== Фрагмент страницы ==
- - -
Через полгода после этой поездки мои трансильванские друзья пригласили меня прочитать лекцию в Германштадте[83]. Был канун Рождества. Путь проходил по широким равнинам, среди которых раскинулся город Арад. В сердце моем звучали полные душевного томления стихи Ленау, когда взор скользил по этим равнинам; всюду ширь, которой не видно конца. Мне пришлось переночевать в пограничном местечке между Венгрией и Трансильванией. Полночи я просидел за столиком в комнате для приезжающих. За другим столом сидели карточные игроки. Здесь были представлены все национальности, которые можно было встретить тогда в Венгрии и Трансильвании. Люди эти играли со страстностью, переходящей через край чуть ли не каждые полчаса и выражавшей себя как бы в душевных облаках, которые, вздымаясь над столом, боролись между собой, как демоны, и совершенно поглощали людей. Какое различие в проявлении страстности у разных народов!

В Германштадт я приехал в день Рождества и был введен в общество трансильванских саксонцев, которые жили здесь среди румын и мадьяр. Благородная народность, желающая достойно сохранить себя, несмотря на упадок, который она не хотела замечать. Занесенная столетия тому назад на восток, но хранящая еще воспоминания о прежней жизни, эта немецкая народность желала сохранить верность своим первоистокам, однако это придавало ее душевной организации черту отчужденности от мира, которая выражалась в жизни как привитая воспитанием веселость. Я провел прекрасные дни среди немецкого духовенства евангелической церкви, среди учителей немецких школ и других немцев-трансиль-ванцев. Сердце мое с теплотой раскрывалось навстречу этим людям, развивавшим в заботе о своей самобытности культуру сердца, обращенную прежде всего к другим сердцам.

Теплота эта жила в моем сердце и тогда, когда я, закутанный в толстую шубу, ехал на санях в лютый мороз по хрустящему снегу со своими старыми и новыми друзьями в сторону юга, к Карпатам (Трансильванским Альпам). Издалека — это черный, лесистый, почти отвесный склон горы. Вблизи же перед нами раскрылся дикий, ущелистый, порой навевающий ужас горный ландшафт.
- - -
== Данные ==
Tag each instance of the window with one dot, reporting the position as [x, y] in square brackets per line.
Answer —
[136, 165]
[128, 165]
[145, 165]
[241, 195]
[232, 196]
- - -
== Описание задания ==
Продолжите текст о поездке в Трансильванию с места, следующего за последним предложением о горном ландшафте у Карпат.

== Ответ ==
Средоточием всех моих тогдашних переживаний был мой старый друг[84]. Он все время придумывал что-то новое, чтобы я ближе познакомился с трансильванскими саксонцами. Он и теперь делил свое время между Веной и Германштадтом. Чтобы сохранить трансильванское саксонское население, он основал еженедельную газету в Германштадте. Предприятие это, в котором принимали участие почти все представители саксонства, целиком основывалось на идеализме и не содержало в себе ничего практического. Через несколько недель газета закрылась.

Благодаря таким событиям, как это путешествие, посылаемым мне судьбой, я мог выработать отношение к внешнему миру, которое давалось мне нелегко, в то время как жизнь в духовном элементе была для меня чем-то совершенно естественным.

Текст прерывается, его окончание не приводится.